**Requirement**
All lines after the one containing "Pin the sky", together with that line itself, should be written out exactly, down to the last line of the entries below.
─── Records shown ───
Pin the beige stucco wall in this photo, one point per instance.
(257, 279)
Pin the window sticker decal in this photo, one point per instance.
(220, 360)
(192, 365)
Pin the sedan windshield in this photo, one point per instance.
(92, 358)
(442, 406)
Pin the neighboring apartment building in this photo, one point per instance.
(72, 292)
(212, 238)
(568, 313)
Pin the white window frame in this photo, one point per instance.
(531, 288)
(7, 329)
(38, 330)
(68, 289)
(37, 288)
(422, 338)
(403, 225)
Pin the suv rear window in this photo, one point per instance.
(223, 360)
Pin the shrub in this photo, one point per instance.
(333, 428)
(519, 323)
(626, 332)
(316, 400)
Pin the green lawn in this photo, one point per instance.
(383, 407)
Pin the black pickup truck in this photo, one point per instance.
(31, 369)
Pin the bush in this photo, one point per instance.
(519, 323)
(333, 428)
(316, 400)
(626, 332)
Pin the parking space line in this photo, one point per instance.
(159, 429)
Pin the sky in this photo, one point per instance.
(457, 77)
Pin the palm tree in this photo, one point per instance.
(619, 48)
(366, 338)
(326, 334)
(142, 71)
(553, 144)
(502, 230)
───
**Solved problem**
Pin the sky in this photo, one point per instance.
(457, 77)
Pin the palm tree in this photo, one point per instance.
(619, 48)
(366, 338)
(326, 334)
(142, 71)
(553, 144)
(502, 230)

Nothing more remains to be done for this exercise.